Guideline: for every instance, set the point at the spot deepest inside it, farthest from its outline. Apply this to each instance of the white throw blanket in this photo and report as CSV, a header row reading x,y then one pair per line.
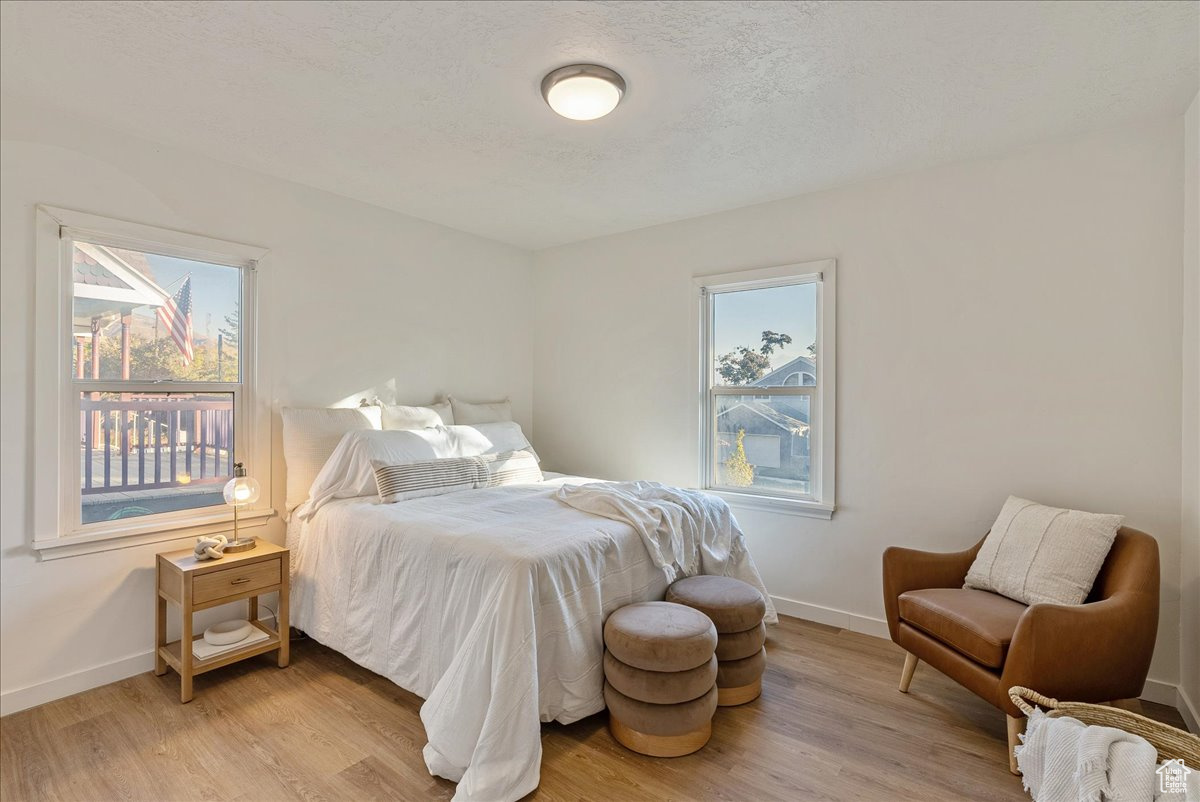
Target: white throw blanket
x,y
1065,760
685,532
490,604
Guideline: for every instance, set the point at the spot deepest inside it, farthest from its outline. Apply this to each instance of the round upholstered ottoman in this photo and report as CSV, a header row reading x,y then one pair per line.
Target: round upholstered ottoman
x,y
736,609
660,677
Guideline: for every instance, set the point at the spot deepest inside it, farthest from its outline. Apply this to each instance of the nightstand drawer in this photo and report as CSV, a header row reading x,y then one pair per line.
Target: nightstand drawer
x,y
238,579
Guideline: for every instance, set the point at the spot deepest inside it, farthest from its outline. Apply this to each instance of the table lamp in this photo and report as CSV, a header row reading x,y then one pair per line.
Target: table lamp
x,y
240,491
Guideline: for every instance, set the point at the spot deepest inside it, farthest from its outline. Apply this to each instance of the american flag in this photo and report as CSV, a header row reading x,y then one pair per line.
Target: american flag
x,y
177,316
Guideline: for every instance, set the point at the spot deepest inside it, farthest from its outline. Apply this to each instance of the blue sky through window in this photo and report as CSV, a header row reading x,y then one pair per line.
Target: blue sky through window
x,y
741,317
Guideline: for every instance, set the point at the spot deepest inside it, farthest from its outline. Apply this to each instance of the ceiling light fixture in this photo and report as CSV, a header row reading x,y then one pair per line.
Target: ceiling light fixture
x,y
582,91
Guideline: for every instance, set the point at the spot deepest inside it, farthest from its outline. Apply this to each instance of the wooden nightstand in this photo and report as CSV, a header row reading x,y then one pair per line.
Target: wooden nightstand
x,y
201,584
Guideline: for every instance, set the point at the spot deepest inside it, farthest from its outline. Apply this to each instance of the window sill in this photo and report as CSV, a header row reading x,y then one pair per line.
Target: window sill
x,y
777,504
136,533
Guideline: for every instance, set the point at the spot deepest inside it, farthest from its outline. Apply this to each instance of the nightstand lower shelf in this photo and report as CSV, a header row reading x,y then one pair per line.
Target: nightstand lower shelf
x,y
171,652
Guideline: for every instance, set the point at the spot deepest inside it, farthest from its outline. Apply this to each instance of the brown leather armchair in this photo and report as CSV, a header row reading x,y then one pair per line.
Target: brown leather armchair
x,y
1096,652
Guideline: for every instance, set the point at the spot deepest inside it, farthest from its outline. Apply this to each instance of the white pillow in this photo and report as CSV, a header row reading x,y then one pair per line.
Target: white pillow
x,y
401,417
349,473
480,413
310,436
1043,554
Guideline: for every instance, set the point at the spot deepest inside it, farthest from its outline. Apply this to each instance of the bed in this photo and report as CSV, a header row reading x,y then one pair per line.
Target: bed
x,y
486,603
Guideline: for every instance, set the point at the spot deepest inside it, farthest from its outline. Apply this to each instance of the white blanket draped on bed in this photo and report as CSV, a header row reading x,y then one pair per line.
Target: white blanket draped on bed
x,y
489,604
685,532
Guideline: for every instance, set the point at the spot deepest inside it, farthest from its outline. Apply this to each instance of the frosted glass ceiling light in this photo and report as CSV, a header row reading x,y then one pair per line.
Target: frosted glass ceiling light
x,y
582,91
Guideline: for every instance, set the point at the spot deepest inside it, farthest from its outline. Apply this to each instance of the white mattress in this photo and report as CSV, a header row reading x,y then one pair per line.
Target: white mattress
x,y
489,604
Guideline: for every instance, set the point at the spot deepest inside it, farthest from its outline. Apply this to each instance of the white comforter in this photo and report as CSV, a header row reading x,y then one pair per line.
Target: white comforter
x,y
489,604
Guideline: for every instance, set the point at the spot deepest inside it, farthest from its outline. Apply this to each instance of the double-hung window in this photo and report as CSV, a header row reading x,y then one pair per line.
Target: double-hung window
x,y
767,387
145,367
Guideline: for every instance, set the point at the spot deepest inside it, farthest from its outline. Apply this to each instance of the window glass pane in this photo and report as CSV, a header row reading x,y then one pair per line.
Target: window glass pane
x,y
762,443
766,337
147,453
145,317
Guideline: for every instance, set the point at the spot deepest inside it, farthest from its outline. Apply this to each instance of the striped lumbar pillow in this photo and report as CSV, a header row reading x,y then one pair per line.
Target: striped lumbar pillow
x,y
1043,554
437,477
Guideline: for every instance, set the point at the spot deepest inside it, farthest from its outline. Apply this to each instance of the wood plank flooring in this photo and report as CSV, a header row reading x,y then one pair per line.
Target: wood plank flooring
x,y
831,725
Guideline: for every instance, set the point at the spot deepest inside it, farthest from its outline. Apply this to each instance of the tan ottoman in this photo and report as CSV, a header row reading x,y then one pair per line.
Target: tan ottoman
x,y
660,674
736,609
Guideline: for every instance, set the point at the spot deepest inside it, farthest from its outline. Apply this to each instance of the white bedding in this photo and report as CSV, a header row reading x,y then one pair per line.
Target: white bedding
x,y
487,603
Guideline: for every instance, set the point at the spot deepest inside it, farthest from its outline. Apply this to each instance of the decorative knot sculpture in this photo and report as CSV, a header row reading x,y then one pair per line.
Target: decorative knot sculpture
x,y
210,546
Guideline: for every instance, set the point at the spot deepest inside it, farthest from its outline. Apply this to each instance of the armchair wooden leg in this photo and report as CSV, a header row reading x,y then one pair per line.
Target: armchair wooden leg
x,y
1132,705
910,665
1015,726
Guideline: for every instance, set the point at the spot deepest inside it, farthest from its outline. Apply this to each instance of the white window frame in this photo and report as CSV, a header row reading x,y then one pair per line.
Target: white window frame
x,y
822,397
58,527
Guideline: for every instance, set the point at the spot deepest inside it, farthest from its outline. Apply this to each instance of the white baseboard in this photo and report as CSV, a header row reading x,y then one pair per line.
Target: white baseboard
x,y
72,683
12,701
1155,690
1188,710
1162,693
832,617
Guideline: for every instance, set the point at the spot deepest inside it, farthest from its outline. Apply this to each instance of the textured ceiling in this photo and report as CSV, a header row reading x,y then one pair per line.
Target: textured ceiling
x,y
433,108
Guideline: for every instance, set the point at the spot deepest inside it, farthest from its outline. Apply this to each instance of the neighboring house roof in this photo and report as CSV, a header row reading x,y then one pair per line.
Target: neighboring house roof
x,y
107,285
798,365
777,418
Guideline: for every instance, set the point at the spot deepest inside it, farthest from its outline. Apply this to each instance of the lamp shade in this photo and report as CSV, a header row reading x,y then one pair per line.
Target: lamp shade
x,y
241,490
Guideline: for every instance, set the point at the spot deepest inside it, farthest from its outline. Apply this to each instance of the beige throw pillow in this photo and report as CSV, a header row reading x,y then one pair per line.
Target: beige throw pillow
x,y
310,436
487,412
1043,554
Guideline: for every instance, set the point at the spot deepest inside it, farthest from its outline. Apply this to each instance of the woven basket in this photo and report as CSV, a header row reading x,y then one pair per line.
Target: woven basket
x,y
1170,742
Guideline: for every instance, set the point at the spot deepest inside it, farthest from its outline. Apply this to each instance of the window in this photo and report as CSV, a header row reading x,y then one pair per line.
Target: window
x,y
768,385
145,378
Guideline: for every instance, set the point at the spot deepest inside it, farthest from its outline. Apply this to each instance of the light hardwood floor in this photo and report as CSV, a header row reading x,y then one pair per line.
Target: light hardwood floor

• _PROBLEM_
Output exactly the lines from the one containing "of the lamp" through the last line of the entries, both ends included.

• _WRITTEN ANSWER_
Guideline: for every instance, set the point at the spot deepest inside it, farthest from its outline. Apply this to each instance of the lamp shade in this photo and report as CSV, a header row reading x,y then one pair per line.
Target: lamp shade
x,y
241,490
Guideline: for every instance, set the point at the spot deepest inside it, farthest from its outline. Apply this to each instance of the beige throw pillow in this photo and report as CSV, a header row reading x,y then one pair per line.
Target: beige throw pillow
x,y
310,436
487,412
1043,554
Guideline: for every instance, set the point at the spot deepest inside it, farthest from its outline. Apply this to each instance of the woven basket in this photo and report as CSV, a header row reading x,y then one pair per line.
Target: woven basket
x,y
1170,742
Guideline: for every instance, set the point at the spot deepest inside it, farthest from its outline. Apply this to each instance of the window in this photo and report as CSV, a header row reading x,y then one pair per line.
Target: window
x,y
768,385
145,378
Guideline: for every instance, set the point at the spot deepest inside it, farthest from its outline. Apply this to each instance of the light hardwood floor in this photo and report as CSV, a header row reading x,y then one pair per line.
Target: light hardwood floor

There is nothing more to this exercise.